• Problem statement: Convert the lines from the one containing "In this picture, where can the orange" to the one containing "point(126, 443)" into a JSON list of strings, one string per line, omitting blank lines.

• Records supplied:
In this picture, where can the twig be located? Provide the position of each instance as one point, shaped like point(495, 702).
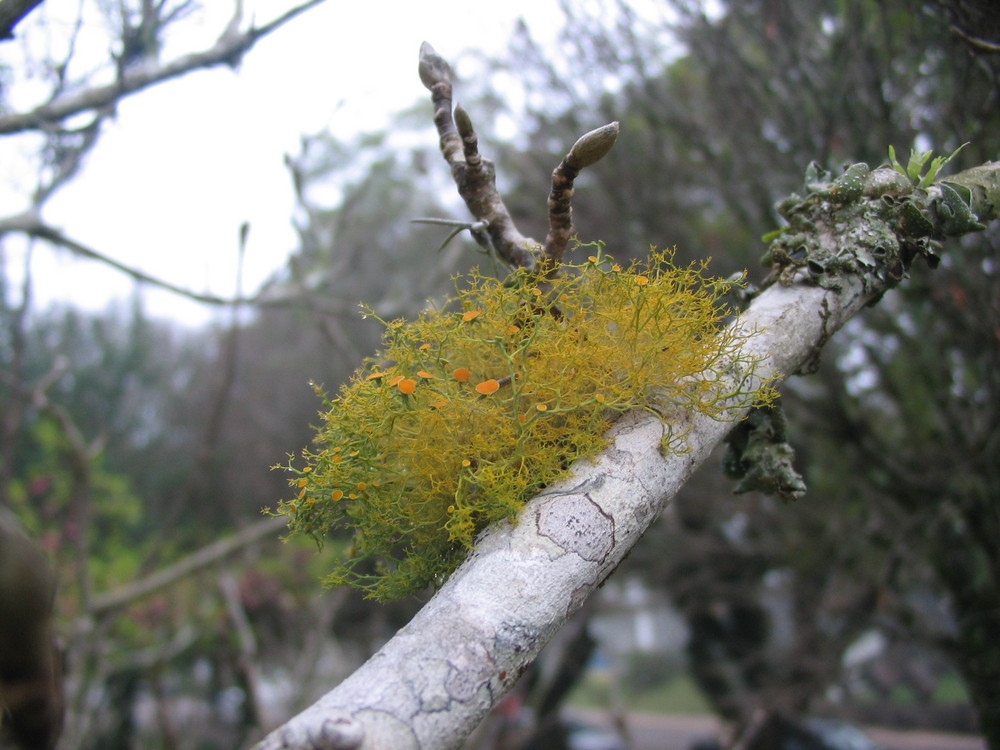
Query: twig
point(588, 150)
point(475, 176)
point(228, 50)
point(30, 224)
point(213, 553)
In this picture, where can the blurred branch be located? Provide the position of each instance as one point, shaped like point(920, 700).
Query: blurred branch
point(228, 50)
point(105, 603)
point(29, 223)
point(246, 647)
point(11, 13)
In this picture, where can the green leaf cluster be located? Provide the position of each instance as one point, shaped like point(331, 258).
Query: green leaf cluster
point(914, 168)
point(472, 408)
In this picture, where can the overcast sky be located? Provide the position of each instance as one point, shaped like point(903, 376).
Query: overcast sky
point(184, 163)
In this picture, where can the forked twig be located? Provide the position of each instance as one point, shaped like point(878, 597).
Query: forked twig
point(475, 176)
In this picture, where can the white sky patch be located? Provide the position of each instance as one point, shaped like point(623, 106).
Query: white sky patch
point(184, 163)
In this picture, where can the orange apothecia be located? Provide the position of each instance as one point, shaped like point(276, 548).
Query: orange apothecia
point(417, 478)
point(488, 386)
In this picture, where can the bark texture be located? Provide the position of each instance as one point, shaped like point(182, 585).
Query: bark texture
point(436, 679)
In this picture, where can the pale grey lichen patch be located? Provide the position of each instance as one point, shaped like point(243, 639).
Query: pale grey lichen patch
point(577, 524)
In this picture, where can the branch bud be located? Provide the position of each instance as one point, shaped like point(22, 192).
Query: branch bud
point(593, 146)
point(463, 122)
point(433, 68)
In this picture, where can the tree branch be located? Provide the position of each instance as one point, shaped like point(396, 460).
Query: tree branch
point(475, 176)
point(436, 679)
point(213, 553)
point(228, 50)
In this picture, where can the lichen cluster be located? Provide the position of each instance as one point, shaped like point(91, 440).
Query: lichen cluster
point(470, 409)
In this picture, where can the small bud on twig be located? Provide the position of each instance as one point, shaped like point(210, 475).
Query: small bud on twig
point(593, 146)
point(433, 68)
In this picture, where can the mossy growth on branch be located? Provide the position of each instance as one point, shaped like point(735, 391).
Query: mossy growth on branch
point(471, 409)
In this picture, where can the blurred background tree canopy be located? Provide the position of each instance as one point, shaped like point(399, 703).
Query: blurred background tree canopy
point(128, 444)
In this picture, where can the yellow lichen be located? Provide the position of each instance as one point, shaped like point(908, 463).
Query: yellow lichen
point(502, 407)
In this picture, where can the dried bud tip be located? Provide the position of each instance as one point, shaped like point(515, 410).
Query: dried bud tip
point(433, 68)
point(462, 121)
point(593, 146)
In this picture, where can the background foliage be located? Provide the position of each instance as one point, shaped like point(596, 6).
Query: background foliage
point(126, 443)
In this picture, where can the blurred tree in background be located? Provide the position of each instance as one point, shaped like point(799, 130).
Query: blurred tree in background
point(129, 447)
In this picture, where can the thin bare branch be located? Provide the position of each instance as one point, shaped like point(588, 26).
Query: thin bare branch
point(588, 150)
point(213, 553)
point(30, 224)
point(228, 50)
point(474, 176)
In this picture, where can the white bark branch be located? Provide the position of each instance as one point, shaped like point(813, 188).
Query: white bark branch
point(436, 679)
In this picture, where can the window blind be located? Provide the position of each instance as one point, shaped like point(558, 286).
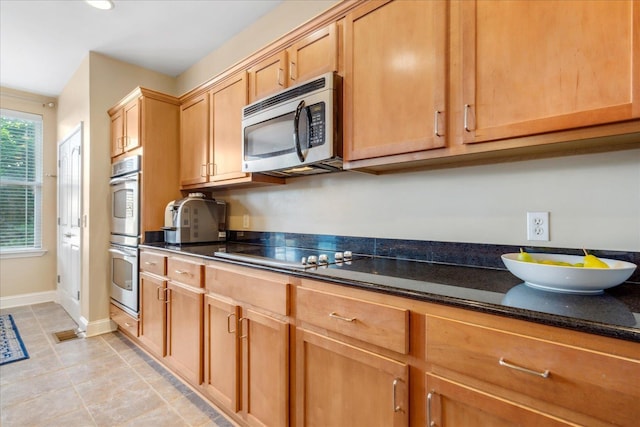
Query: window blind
point(20, 180)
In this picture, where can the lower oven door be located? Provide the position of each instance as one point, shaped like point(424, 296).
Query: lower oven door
point(124, 277)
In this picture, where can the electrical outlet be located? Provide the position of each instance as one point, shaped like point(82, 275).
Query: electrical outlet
point(538, 226)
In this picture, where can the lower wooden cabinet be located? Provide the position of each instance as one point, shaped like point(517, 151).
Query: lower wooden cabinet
point(246, 349)
point(342, 385)
point(451, 404)
point(153, 321)
point(184, 331)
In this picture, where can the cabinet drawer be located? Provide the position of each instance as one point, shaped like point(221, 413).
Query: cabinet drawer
point(153, 263)
point(124, 321)
point(259, 288)
point(374, 323)
point(585, 381)
point(185, 271)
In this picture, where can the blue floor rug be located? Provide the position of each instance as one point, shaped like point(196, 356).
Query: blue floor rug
point(12, 348)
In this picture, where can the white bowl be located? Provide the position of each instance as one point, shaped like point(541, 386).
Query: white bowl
point(575, 280)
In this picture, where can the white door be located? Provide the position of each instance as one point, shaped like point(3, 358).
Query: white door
point(69, 222)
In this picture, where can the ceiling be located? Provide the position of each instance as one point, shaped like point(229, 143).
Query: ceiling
point(42, 43)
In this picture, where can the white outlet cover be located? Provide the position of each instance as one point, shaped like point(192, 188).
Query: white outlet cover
point(538, 226)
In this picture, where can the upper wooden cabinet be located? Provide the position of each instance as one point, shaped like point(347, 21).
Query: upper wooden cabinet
point(536, 67)
point(146, 123)
point(394, 91)
point(314, 55)
point(307, 58)
point(211, 136)
point(125, 128)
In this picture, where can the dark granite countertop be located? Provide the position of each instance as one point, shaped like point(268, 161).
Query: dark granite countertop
point(615, 313)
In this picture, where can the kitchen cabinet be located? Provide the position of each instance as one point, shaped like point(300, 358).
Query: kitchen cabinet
point(171, 311)
point(454, 404)
point(146, 123)
point(309, 57)
point(246, 314)
point(343, 383)
point(211, 137)
point(536, 67)
point(510, 369)
point(153, 320)
point(395, 83)
point(125, 128)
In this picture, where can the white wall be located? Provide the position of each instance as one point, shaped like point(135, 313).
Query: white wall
point(35, 275)
point(594, 202)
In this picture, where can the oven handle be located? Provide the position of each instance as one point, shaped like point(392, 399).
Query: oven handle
point(296, 133)
point(122, 252)
point(116, 181)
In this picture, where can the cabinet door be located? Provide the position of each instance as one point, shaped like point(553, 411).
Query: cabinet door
point(132, 125)
point(265, 352)
point(194, 140)
point(453, 404)
point(268, 76)
point(228, 99)
point(222, 352)
point(314, 55)
point(534, 67)
point(184, 331)
point(342, 385)
point(394, 78)
point(152, 313)
point(117, 133)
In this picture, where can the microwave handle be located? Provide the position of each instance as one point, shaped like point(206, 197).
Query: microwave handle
point(296, 134)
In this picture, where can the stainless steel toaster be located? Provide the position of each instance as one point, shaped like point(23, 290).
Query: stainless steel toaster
point(195, 219)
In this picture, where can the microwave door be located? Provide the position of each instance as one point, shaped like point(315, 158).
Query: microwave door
point(301, 131)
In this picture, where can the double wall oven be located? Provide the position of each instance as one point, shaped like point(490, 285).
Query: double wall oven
point(125, 233)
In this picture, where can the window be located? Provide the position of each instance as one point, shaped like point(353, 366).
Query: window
point(20, 181)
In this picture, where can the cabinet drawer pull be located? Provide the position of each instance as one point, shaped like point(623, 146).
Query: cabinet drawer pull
point(396, 407)
point(436, 124)
point(430, 421)
point(280, 73)
point(506, 364)
point(229, 323)
point(245, 334)
point(466, 117)
point(337, 316)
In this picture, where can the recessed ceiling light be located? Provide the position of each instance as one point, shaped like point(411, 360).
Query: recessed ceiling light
point(101, 4)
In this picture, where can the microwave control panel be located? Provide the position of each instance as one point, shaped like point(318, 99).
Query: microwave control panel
point(316, 118)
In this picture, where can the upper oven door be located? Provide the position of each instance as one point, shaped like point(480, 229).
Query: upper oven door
point(125, 202)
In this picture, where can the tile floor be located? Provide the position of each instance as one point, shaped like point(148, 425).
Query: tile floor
point(100, 381)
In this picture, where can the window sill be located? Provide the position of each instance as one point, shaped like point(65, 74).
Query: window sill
point(22, 253)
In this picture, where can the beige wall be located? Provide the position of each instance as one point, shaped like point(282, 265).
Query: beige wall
point(98, 84)
point(35, 275)
point(594, 202)
point(593, 199)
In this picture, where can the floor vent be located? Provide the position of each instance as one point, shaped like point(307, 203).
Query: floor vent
point(67, 335)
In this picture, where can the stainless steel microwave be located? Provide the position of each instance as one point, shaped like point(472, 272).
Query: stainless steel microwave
point(295, 132)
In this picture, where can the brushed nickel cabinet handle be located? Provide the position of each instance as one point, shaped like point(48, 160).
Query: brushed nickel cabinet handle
point(436, 124)
point(229, 323)
point(543, 374)
point(467, 107)
point(280, 73)
point(337, 316)
point(242, 333)
point(396, 407)
point(430, 421)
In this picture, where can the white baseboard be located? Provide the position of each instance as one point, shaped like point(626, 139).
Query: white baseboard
point(98, 327)
point(28, 299)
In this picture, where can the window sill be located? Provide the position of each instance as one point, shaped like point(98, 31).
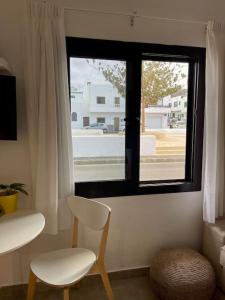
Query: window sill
point(122, 188)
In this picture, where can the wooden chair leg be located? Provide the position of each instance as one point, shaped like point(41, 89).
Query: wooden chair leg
point(66, 294)
point(31, 286)
point(106, 282)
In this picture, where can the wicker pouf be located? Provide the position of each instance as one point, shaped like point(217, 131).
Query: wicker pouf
point(182, 274)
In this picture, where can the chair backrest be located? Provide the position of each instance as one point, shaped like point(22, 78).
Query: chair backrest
point(89, 212)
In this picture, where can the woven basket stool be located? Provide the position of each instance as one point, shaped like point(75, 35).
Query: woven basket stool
point(182, 274)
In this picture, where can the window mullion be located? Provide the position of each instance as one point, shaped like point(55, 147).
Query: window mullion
point(133, 119)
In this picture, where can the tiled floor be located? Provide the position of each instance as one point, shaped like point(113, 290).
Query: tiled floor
point(124, 289)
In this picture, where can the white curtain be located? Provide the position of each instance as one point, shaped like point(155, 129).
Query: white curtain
point(48, 112)
point(214, 184)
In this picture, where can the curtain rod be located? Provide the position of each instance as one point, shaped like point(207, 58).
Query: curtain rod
point(134, 15)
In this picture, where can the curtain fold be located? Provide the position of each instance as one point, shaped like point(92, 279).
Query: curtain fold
point(214, 197)
point(48, 113)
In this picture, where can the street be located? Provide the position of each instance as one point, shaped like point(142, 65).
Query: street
point(148, 171)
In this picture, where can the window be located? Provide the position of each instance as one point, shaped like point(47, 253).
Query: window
point(156, 149)
point(74, 116)
point(100, 100)
point(101, 120)
point(117, 101)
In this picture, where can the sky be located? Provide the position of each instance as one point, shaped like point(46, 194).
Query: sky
point(83, 71)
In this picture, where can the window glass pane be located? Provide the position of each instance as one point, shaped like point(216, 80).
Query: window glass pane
point(98, 133)
point(163, 120)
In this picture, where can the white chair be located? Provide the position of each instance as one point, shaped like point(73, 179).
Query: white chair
point(65, 267)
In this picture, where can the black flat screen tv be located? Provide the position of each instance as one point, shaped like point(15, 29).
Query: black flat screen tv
point(8, 122)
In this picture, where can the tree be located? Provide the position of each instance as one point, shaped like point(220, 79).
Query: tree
point(159, 79)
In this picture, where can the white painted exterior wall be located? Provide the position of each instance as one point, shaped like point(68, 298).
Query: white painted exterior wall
point(140, 225)
point(85, 105)
point(108, 146)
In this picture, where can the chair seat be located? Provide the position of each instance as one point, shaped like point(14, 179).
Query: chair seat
point(63, 267)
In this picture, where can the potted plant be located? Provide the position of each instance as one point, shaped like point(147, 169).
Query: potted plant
point(8, 196)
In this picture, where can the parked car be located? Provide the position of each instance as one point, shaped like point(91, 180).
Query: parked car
point(101, 126)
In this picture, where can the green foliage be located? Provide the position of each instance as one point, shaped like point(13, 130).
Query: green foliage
point(159, 79)
point(10, 189)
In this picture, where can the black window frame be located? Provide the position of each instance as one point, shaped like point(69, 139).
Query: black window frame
point(98, 122)
point(134, 53)
point(100, 100)
point(74, 116)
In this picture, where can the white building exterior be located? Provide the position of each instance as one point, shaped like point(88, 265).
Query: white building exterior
point(156, 117)
point(97, 103)
point(101, 103)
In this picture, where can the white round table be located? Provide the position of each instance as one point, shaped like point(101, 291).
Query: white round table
point(19, 228)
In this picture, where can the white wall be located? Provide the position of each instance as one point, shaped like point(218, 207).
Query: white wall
point(140, 225)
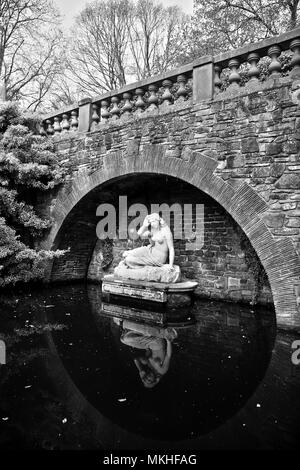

• The solution:
[
  "In this picture, where can the orange apothecia be located? Provide the position of each instance as one point, shaped like point(276, 548).",
  "Query: orange apothecia",
  "point(417, 478)",
  "point(488, 386)",
  "In this picture, where can the bark texture be located? Provide the position of each instance as one point, shaped like point(182, 585).",
  "Query: bark texture",
  "point(436, 679)",
  "In this picture, where can the pale grey lichen patch be located? Provide the position of each instance as one point, shaped like point(243, 639).",
  "Query: pale grey lichen patch",
  "point(577, 524)",
  "In this picture, where can the branch bud be located? Provide the position of each instance as one point, shaped like point(22, 192).",
  "Query: branch bud",
  "point(593, 146)",
  "point(463, 122)",
  "point(433, 68)",
  "In this picture, where can the tree branch be located? Provide the position of each instance as one point, shaped like point(396, 460).",
  "Query: tree branch",
  "point(475, 176)",
  "point(436, 679)",
  "point(213, 553)",
  "point(228, 50)",
  "In this picture, where can the lichen cluster be located? Provide the position of each instance as one point, shaped like point(91, 440).",
  "Query: lichen cluster",
  "point(470, 409)",
  "In this picture, where can the small bud on twig be located? Provide the position of each instance as one point, shaped like point(210, 475).",
  "Query: small bud on twig",
  "point(593, 146)",
  "point(433, 68)",
  "In this picture, where can the mossy growth on branch be located? Provide the position of each instance as one point, shaped like point(735, 391).",
  "Query: mossy growth on branch",
  "point(471, 409)",
  "In this picture, where can the blurred background tree canopy be located? Provide the position of each instance as one point, shaped like point(399, 703).",
  "Query: blurred background tree canopy",
  "point(128, 444)",
  "In this picture, where can the yellow lichen be located? Provide the position of each instance as one point, shaped like point(908, 463).",
  "Query: yellow lichen",
  "point(502, 407)",
  "In this picture, where can the dried bud tip be located? Provide the position of each instance as one point, shaped like point(515, 410).",
  "Query: dried bud tip",
  "point(433, 68)",
  "point(462, 121)",
  "point(593, 146)",
  "In this picture, where can the background foliage be located? Provide the position of each instance as one point, shaped like point(596, 6).",
  "Query: background foliage",
  "point(126, 443)"
]